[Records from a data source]
################
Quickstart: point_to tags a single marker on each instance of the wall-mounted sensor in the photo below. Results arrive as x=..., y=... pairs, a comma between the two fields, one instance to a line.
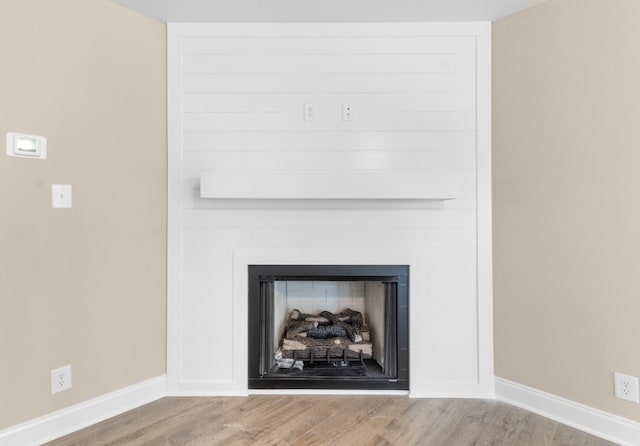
x=26, y=146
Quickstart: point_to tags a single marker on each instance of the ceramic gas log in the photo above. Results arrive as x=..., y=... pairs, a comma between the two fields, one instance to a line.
x=326, y=335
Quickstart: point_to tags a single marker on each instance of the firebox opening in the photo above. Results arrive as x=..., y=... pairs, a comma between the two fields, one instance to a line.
x=328, y=327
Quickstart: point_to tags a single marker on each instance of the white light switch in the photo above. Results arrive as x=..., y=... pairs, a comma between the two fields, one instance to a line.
x=310, y=112
x=61, y=196
x=347, y=112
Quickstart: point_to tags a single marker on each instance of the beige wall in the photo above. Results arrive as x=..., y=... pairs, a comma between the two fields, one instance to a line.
x=83, y=286
x=567, y=198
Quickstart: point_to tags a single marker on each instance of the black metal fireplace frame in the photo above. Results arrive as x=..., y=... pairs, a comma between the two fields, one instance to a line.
x=398, y=275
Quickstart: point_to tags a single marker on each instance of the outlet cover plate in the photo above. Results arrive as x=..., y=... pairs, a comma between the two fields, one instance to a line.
x=61, y=379
x=626, y=387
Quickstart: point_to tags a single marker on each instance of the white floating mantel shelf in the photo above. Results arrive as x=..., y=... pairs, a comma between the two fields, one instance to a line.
x=330, y=185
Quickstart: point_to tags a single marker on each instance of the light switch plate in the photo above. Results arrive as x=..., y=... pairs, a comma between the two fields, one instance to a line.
x=61, y=196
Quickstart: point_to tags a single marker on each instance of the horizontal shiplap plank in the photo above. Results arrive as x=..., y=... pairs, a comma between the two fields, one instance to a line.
x=363, y=29
x=348, y=237
x=334, y=140
x=203, y=64
x=329, y=45
x=326, y=160
x=363, y=121
x=360, y=184
x=293, y=102
x=292, y=218
x=374, y=83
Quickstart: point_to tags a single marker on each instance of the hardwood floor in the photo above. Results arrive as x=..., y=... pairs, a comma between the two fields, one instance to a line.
x=328, y=420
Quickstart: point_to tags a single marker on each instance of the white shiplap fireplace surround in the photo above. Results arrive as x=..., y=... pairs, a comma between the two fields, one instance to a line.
x=265, y=169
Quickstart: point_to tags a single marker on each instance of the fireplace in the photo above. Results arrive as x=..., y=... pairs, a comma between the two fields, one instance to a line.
x=328, y=327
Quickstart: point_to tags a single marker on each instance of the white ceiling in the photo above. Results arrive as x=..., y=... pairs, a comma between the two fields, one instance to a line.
x=325, y=10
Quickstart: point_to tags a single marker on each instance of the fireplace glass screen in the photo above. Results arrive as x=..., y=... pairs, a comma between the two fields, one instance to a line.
x=332, y=326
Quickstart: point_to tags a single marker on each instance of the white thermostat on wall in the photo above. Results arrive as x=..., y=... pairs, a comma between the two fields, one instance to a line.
x=27, y=146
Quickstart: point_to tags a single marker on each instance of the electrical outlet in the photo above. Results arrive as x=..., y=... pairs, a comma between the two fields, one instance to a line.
x=626, y=387
x=61, y=379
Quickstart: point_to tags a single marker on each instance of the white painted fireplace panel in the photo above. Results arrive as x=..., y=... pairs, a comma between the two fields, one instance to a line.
x=236, y=93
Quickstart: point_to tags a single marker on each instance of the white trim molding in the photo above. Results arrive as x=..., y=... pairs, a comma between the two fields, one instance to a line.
x=57, y=424
x=593, y=421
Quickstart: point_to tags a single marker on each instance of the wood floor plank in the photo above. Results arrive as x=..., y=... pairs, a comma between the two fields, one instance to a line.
x=323, y=420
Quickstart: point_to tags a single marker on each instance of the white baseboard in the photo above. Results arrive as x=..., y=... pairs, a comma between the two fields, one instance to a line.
x=71, y=419
x=593, y=421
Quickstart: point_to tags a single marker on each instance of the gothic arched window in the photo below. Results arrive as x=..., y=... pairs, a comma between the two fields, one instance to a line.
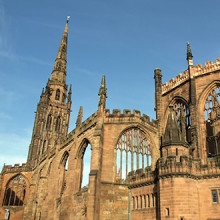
x=15, y=192
x=212, y=119
x=133, y=152
x=58, y=122
x=57, y=97
x=183, y=117
x=49, y=121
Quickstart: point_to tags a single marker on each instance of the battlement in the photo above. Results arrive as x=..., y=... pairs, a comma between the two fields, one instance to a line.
x=16, y=168
x=194, y=71
x=141, y=177
x=116, y=115
x=189, y=167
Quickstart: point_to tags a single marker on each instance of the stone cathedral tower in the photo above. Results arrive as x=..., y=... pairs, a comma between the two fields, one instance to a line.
x=53, y=110
x=168, y=168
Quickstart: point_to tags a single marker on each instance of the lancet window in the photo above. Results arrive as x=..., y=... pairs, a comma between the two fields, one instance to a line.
x=212, y=118
x=15, y=192
x=58, y=122
x=179, y=105
x=133, y=152
x=57, y=97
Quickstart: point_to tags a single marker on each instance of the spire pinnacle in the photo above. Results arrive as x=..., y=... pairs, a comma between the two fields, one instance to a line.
x=59, y=70
x=102, y=92
x=79, y=118
x=189, y=55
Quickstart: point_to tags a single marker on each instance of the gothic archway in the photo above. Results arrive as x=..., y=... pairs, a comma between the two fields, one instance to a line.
x=212, y=120
x=134, y=151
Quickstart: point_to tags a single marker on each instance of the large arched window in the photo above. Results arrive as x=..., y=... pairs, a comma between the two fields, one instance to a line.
x=64, y=170
x=15, y=192
x=212, y=121
x=57, y=97
x=58, y=122
x=49, y=121
x=183, y=117
x=133, y=152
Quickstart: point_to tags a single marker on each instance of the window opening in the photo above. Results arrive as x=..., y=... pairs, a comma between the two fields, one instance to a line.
x=49, y=120
x=214, y=196
x=86, y=166
x=15, y=192
x=212, y=117
x=133, y=152
x=57, y=97
x=58, y=122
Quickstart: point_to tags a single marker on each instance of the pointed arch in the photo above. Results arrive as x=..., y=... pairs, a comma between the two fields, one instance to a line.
x=84, y=159
x=209, y=116
x=15, y=191
x=58, y=123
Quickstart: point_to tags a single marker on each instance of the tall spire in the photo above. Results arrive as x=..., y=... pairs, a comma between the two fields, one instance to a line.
x=189, y=55
x=59, y=70
x=102, y=93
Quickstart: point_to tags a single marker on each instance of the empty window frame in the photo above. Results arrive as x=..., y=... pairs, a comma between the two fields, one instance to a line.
x=15, y=192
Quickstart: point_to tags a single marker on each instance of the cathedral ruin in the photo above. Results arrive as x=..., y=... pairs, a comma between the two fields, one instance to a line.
x=167, y=168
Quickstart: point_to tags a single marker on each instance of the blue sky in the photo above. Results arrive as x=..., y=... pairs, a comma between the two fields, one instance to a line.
x=124, y=39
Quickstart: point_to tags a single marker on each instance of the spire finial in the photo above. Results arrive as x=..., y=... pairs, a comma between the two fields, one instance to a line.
x=67, y=19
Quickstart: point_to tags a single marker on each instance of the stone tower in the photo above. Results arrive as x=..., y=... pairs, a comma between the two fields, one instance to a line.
x=53, y=110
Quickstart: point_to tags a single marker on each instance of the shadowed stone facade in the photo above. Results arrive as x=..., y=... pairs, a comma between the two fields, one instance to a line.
x=168, y=168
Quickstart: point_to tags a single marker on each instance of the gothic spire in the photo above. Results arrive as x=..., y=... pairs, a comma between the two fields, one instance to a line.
x=102, y=93
x=79, y=118
x=189, y=55
x=59, y=70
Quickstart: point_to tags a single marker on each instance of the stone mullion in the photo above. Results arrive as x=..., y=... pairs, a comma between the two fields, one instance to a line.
x=137, y=144
x=126, y=147
x=121, y=162
x=132, y=157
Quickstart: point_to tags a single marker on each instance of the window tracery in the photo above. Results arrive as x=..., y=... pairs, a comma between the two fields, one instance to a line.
x=133, y=152
x=15, y=192
x=57, y=97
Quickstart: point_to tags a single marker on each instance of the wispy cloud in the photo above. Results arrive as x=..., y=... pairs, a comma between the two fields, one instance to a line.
x=5, y=116
x=3, y=27
x=84, y=71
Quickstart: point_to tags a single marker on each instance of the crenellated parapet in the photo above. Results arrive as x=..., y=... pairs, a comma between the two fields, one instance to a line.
x=16, y=168
x=117, y=116
x=141, y=177
x=195, y=71
x=188, y=167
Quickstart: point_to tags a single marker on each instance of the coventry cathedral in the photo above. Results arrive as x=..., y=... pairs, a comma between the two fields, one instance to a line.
x=164, y=168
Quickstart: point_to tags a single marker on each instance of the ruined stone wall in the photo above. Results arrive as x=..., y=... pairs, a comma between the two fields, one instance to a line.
x=113, y=201
x=16, y=212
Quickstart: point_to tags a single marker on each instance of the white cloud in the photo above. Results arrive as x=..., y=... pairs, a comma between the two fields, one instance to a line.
x=5, y=116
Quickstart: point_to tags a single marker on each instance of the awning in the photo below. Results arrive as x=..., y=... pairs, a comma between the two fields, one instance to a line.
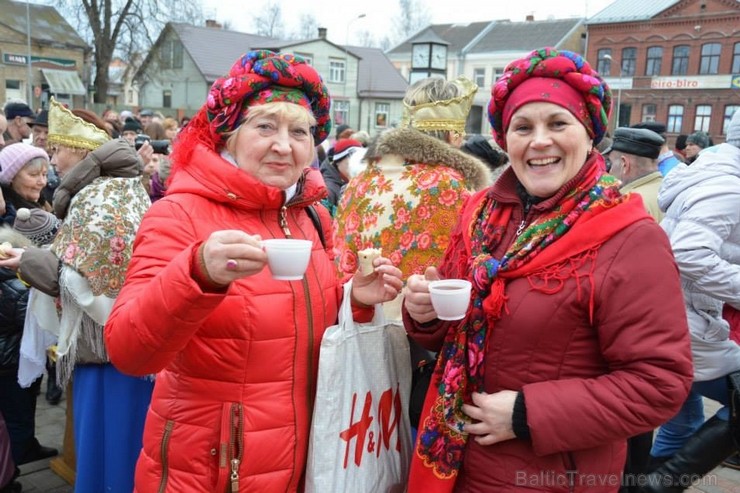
x=64, y=81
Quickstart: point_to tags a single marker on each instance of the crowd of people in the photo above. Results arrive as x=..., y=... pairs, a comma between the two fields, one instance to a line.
x=605, y=272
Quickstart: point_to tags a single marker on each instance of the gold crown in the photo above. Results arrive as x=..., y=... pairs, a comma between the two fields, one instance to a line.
x=67, y=129
x=448, y=114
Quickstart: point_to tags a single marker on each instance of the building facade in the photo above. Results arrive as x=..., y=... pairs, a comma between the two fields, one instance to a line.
x=365, y=88
x=52, y=60
x=673, y=61
x=481, y=50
################
Reproduce the line containing "of the crowd" and every line after it. Stop at the last line of the records, and add nothing.

◆ Answer to the problem ◆
Quickstart: point_to tags a single marker on each instance of the crowd of people in the photo above. Results arrive as x=..., y=... pairs, a comma between the two fields, one instance to a line.
x=605, y=272
Quickstart: point_to tags a single marker on each instance of the gold crown in the photo above. Results arrive as x=..., y=... pairs, a comma between the two fields, one instance to a line.
x=67, y=129
x=448, y=114
Quickstart: point_to tags a single marker on each instance of the building facade in the photo above. Results arrive as x=..., y=... pairs, a comma between the two fields, one instance to a line.
x=365, y=88
x=52, y=60
x=673, y=61
x=481, y=50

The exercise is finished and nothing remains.